What to work on: Return each line of the data that contains the word "bird".

::::::::

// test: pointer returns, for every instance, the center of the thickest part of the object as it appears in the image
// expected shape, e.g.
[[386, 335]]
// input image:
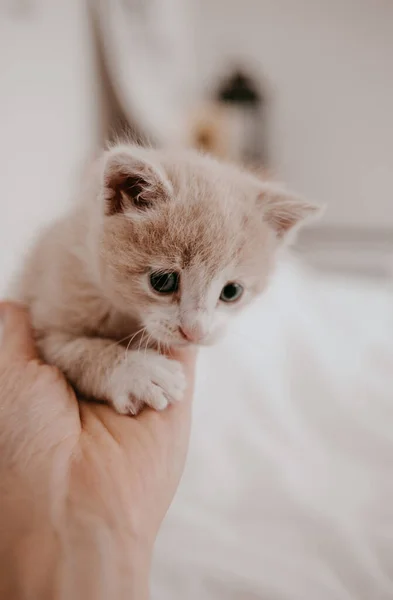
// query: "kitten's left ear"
[[285, 212]]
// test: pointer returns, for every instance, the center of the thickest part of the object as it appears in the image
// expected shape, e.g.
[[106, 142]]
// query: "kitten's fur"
[[87, 280]]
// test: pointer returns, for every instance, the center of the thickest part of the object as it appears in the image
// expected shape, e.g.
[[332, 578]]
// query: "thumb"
[[16, 337]]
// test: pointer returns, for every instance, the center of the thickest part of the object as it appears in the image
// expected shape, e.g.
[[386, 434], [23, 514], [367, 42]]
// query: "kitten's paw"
[[146, 378]]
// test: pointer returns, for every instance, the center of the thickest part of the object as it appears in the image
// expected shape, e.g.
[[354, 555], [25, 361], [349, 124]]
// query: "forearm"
[[88, 561]]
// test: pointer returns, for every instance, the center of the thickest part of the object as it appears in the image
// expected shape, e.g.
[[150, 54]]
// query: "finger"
[[16, 337]]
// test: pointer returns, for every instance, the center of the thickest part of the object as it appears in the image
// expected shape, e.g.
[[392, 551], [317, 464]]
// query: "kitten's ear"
[[130, 181], [285, 212]]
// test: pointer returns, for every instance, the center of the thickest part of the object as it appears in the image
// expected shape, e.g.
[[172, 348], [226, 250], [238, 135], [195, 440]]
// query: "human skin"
[[83, 490]]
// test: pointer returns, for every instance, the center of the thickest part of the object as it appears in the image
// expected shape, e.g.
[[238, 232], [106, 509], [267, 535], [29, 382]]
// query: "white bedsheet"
[[288, 491]]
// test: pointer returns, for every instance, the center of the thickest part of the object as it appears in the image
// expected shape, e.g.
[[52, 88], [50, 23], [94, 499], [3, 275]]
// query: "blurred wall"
[[50, 115], [329, 67]]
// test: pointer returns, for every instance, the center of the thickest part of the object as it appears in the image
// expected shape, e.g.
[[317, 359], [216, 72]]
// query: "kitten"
[[162, 250]]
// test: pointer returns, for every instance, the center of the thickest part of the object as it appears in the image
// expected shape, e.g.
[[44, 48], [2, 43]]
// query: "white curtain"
[[148, 51]]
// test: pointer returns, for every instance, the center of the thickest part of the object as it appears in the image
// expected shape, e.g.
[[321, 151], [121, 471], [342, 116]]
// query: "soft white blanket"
[[288, 491]]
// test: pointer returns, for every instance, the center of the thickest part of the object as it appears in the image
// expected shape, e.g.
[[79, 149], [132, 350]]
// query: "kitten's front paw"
[[146, 378]]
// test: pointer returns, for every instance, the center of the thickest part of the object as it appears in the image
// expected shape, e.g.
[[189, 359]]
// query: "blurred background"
[[302, 91]]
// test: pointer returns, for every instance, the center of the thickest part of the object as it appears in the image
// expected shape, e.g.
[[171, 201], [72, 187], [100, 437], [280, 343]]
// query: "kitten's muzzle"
[[193, 335]]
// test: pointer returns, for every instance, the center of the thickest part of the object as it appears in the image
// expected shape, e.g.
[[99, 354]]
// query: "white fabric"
[[288, 491], [148, 49]]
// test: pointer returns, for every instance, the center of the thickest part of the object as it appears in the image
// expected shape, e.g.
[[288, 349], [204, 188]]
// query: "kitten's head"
[[186, 241]]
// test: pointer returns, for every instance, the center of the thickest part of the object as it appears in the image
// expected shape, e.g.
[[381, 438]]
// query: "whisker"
[[133, 337]]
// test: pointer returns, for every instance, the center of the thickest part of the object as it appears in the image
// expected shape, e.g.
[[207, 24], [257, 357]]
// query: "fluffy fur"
[[87, 280]]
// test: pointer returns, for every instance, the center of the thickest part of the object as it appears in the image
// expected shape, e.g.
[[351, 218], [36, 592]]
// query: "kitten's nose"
[[192, 334]]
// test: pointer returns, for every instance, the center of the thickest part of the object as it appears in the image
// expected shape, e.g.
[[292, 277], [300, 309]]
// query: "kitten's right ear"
[[131, 182]]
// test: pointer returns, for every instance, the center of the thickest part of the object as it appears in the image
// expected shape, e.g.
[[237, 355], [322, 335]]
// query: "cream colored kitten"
[[162, 250]]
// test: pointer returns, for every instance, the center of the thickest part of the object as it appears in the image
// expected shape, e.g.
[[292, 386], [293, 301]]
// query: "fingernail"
[[1, 325]]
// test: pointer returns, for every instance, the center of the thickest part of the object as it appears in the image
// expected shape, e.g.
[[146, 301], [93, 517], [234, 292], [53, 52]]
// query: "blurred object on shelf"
[[232, 124]]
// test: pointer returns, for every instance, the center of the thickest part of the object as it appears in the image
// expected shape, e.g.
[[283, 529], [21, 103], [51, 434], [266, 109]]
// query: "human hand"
[[83, 490]]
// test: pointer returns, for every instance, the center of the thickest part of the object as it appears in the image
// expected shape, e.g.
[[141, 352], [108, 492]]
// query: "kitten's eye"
[[231, 292], [164, 283]]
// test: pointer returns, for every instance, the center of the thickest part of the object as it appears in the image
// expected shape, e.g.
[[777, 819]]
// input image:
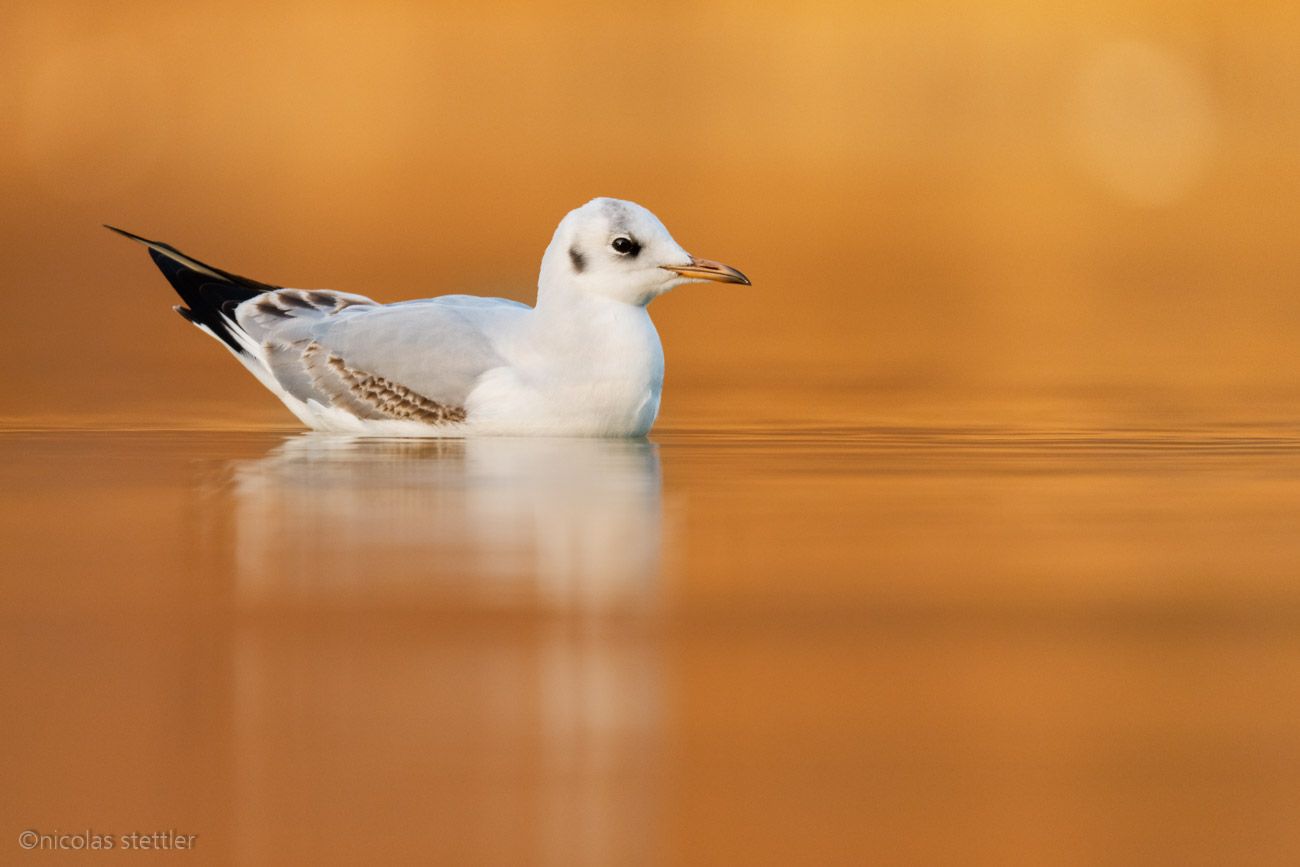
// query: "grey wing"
[[415, 360]]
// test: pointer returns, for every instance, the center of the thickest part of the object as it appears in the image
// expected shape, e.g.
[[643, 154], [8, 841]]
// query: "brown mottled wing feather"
[[416, 360]]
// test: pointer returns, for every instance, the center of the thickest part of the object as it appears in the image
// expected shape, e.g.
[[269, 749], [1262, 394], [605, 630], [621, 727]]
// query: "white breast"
[[597, 373]]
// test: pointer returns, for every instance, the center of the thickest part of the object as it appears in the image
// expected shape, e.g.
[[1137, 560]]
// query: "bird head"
[[622, 251]]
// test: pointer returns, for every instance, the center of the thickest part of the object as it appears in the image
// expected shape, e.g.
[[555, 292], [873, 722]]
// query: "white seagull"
[[585, 360]]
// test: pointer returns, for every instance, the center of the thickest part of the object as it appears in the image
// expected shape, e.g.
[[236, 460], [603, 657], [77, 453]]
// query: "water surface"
[[801, 645]]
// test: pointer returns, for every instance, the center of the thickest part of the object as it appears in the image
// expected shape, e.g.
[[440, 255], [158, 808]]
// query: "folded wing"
[[416, 360]]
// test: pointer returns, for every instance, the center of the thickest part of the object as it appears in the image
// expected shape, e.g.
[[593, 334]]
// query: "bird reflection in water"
[[571, 523], [542, 733]]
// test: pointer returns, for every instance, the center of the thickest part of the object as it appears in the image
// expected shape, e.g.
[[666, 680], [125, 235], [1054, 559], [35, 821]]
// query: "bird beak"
[[709, 269]]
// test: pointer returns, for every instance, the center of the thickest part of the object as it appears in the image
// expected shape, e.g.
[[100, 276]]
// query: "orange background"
[[999, 199]]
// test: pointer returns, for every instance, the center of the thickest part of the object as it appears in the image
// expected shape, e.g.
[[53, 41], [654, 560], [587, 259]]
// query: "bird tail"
[[209, 294]]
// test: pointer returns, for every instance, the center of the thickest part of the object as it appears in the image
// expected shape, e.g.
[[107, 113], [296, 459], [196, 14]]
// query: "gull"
[[584, 362]]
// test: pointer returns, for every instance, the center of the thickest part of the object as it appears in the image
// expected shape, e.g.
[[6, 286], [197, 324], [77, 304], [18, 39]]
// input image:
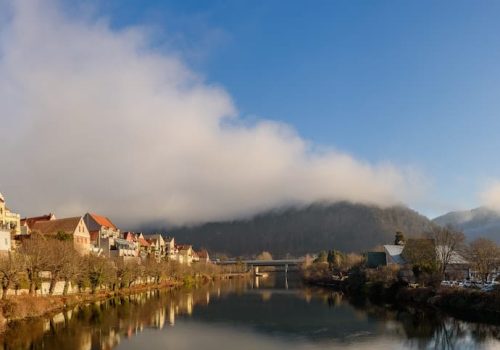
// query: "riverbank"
[[470, 305], [22, 307]]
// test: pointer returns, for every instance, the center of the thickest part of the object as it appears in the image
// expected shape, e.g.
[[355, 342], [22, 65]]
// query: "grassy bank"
[[21, 307], [382, 288]]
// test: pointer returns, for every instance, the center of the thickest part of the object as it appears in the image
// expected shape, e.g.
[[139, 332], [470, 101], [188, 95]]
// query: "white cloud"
[[93, 119], [490, 196]]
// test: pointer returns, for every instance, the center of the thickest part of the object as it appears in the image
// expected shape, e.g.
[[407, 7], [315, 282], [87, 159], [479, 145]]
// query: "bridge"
[[255, 264]]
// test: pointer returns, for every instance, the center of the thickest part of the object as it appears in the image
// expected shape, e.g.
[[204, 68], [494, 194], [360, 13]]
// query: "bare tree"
[[34, 254], [485, 255], [59, 257], [99, 271], [449, 246], [11, 265], [72, 269]]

::::::::

Solution below:
// query: "bird head"
// query: "bird reflection in water"
// query: "bird beak"
// query: "bird tail"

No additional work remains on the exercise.